Consigne 1: Recopiez le passage de l'extrait à lire qui commence aux mots « Avant même de » et s'arrête après « et une direction. ».

Extrait à lire:
<<<<
J'me sens comme une bamba triste

Avant même de savoir ce qu'on attend des Queens of the Stone Age il convient de se demander ce qu'on attend d'un album de musique. Un album peut être considéré comme une compilation avec un, deux ou trois tubes qu'on enrobe de neuf ou dix ou onze chansons supplémentaires pour justifier le prix et remplir la setlist de la tournée puisque des concerts de trois chansons n'attireraient personne. Cette compilation est alors comme un catalogue de chansons dans lequel on vient piocher, artiste comme auditeur, et il arrive même que cette compilation contienne douze tubes
Ou bien on peut considérer un album de musique comme un travail artistique à part entière, avec un début, une fin, un cheminement et des thématiques. Chaque chanson venant compléter une autre pour donner une cohérence et une direction.


J'ai toujours considéré un album de la seconde façon. Il ne faut pas confondre avec le concept album qui est une façon bien spécifique de concevoir un album : prendre une thématique identifiée et réunir les chanson autour (comme Song for the Deaf qui est imaginé comme un voyage en voiture à travers le désert californien) ou composer les chansons pour que l'ensemble raconte une histoire (comme Tommy des Who qui est conçu comme un opéra rock avec ses personnages, ses actes et sa progression narrative). Le concept album est sans doute la forme la plus évidente de cette façon de voir un album mais il ne s'agit pas de ça. Bien sûr qu'un album peut s'appréhender au compte-goutte, en prenant les chansons comme on le veut et à l'heure de Spotify et du mp3 vouloir conserver une lecture globale d'un album, comme un tout avec une existence artistique propre, au lieu d'un simple réservoir de chansons est un peu anachronique. Soit, admettons.


Mais...
>>>>
Entrées:
<<<<
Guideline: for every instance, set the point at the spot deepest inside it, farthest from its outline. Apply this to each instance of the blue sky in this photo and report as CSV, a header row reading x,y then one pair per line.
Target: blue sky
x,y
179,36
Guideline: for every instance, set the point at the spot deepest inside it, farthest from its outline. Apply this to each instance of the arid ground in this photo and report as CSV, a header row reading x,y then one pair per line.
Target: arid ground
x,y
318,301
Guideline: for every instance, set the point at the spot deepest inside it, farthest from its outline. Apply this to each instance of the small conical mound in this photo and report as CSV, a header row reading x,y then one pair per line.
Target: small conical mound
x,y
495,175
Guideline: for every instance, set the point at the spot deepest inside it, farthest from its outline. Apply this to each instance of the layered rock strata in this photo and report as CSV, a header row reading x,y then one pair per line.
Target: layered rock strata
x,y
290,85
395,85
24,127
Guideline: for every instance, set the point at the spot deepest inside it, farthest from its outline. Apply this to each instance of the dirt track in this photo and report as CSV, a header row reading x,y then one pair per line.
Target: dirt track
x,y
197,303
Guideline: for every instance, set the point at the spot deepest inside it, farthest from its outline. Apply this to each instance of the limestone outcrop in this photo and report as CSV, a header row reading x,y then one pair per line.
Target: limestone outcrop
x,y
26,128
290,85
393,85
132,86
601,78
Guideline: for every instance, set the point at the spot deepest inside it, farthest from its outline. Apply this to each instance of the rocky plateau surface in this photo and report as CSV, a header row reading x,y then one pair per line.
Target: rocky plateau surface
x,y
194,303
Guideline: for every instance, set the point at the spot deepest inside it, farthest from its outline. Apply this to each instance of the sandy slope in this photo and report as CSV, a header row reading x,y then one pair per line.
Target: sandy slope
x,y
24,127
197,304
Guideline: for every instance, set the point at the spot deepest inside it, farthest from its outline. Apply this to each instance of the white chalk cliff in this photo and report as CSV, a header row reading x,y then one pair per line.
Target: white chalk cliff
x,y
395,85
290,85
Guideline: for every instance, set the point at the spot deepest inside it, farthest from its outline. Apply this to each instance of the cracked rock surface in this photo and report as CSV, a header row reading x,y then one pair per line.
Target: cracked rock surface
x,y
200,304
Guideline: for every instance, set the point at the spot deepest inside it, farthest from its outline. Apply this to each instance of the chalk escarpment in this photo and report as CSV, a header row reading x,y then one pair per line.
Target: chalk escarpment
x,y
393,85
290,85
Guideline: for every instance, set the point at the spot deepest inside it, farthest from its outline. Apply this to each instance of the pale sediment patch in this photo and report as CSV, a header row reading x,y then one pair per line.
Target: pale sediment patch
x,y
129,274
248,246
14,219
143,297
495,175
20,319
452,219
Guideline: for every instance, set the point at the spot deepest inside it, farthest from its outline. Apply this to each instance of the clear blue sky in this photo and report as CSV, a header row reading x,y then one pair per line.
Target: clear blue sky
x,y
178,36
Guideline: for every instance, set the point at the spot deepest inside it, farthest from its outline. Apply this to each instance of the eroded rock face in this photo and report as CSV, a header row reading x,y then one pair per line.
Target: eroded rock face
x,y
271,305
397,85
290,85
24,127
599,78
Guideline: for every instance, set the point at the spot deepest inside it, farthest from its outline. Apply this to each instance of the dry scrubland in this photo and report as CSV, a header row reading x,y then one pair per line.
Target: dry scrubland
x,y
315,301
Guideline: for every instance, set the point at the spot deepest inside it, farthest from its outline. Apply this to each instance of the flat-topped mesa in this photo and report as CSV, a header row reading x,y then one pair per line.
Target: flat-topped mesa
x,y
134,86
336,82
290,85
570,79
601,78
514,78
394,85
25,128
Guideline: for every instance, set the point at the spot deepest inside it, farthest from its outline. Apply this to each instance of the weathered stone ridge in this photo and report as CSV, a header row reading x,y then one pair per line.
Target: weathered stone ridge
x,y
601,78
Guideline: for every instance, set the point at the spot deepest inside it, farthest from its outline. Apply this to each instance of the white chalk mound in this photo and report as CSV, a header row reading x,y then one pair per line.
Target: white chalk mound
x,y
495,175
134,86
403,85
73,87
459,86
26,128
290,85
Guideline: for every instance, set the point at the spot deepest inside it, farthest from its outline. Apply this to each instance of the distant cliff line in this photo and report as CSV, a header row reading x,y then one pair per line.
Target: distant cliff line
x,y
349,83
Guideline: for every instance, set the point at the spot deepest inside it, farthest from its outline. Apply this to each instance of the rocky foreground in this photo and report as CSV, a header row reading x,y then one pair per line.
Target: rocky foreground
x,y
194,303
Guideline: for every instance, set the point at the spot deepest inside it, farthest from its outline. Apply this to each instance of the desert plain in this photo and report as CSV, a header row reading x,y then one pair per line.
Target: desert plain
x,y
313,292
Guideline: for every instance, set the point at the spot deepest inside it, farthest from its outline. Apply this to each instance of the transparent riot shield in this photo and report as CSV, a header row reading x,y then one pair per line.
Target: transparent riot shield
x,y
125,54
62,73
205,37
>>>>
Consigne 2: Comptez les lignes qui contiennent le mot « weathered », puis indiquez uniquement ce nombre.

Réponse finale 1:
Avant même de savoir ce qu'on attend des Queens of the Stone Age il convient de se demander ce qu'on attend d'un album de musique. Un album peut être considéré comme une compilation avec un, deux ou trois tubes qu'on enrobe de neuf ou dix ou onze chansons supplémentaires pour justifier le prix et remplir la setlist de la tournée puisque des concerts de trois chansons n'attireraient personne. Cette compilation est alors comme un catalogue de chansons dans lequel on vient piocher, artiste comme auditeur, et il arrive même que cette compilation contienne douze tubes
Ou bien on peut considérer un album de musique comme un travail artistique à part entière, avec un début, une fin, un cheminement et des thématiques. Chaque chanson venant compléter une autre pour donner une cohérence et une direction.

Réponse finale 2: 2